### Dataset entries
============

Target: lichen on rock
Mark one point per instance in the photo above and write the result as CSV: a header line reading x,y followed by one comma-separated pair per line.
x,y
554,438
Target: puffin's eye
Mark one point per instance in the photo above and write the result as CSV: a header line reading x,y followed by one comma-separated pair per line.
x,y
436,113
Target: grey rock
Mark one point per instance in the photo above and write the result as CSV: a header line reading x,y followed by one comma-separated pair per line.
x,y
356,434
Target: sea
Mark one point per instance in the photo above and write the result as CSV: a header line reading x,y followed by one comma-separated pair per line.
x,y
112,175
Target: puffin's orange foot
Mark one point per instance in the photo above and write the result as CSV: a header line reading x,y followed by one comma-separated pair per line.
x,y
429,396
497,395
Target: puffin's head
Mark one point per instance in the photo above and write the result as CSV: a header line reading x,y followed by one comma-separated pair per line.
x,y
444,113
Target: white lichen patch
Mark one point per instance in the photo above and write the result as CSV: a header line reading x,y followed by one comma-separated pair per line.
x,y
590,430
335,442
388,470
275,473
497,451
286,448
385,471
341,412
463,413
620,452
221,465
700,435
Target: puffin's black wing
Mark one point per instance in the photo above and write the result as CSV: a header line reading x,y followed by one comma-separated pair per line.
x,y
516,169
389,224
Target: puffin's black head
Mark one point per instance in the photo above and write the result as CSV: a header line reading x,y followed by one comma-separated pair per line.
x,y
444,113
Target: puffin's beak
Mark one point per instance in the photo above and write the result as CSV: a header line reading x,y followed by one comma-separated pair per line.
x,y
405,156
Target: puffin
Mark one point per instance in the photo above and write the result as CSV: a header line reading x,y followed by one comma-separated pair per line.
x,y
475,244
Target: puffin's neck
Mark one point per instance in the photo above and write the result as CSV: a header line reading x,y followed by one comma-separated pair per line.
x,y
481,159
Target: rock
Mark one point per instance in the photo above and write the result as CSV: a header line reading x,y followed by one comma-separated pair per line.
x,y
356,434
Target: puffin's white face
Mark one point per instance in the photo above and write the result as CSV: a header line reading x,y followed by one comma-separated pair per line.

============

All records should be written out again exactly as given.

### Answer to this exercise
Target: lichen on rock
Mark one point per instance in the photo above and write the result as CSV: a header line reading x,y followed by one comma-separated pair per line.
x,y
554,438
Target: puffin's eye
Mark one point per instance in the photo above and write the result as CSV: a header line reading x,y followed by one comma-separated pair per line.
x,y
436,113
Target: grey rock
Mark one point per instance in the photo above and write the result as CSV: a header line reading x,y followed by one comma-separated pair per line.
x,y
356,434
Target: sea
Mark one point per instance in the photo above and write the result as CSV: a header line reading x,y followed by one comma-separated pair per line.
x,y
112,175
Target: puffin's orange foot
Mark one point per instance in the photo above and write the result as CSV: a header line reading x,y followed by one comma-separated pair per line.
x,y
429,396
497,395
Target: puffin's head
Mark one point per instance in the photo above and write the result as CSV: a header line reading x,y followed by one comma-separated pair per line.
x,y
444,113
Target: white lichen patch
Mark one point per instance in the photo above and write the result as CSV: a header line reading x,y followed by one comma-separated pair per line.
x,y
590,430
335,442
388,470
275,473
497,451
286,448
385,471
341,412
463,413
620,452
221,465
700,435
Target: puffin's black wing
Mark one point per instance in the photo above and write the result as CSV: a header line reading x,y followed by one comma-separated pair per line.
x,y
516,169
389,224
Target: puffin's black head
Mark one point per instance in the photo above and write the result as CSV: a header line reading x,y followed by one comma-separated pair per line.
x,y
444,113
Target: puffin's beak
Mark one point per instance in the photo above and write the result as CSV: a header line reading x,y followed by one comma-separated pair per line.
x,y
405,156
Target: puffin
Mark one point per instance in the photo above and write the result as CSV: a header line reading x,y followed by one comma-separated pair per line.
x,y
475,244
Target: puffin's neck
Mark one point per instance in the photo above and write the result as CSV: a header line reading x,y followed by one comma-separated pair per line.
x,y
481,159
Target: rock
Mark one point per instance in the photo above and write the result as CSV: a header line reading x,y followed by one comma-separated pair per line.
x,y
356,434
Target: puffin's white face
Mark one point per instance in the photo above and write the result as CSV: a header line reading x,y followed by one comma-separated pair per line.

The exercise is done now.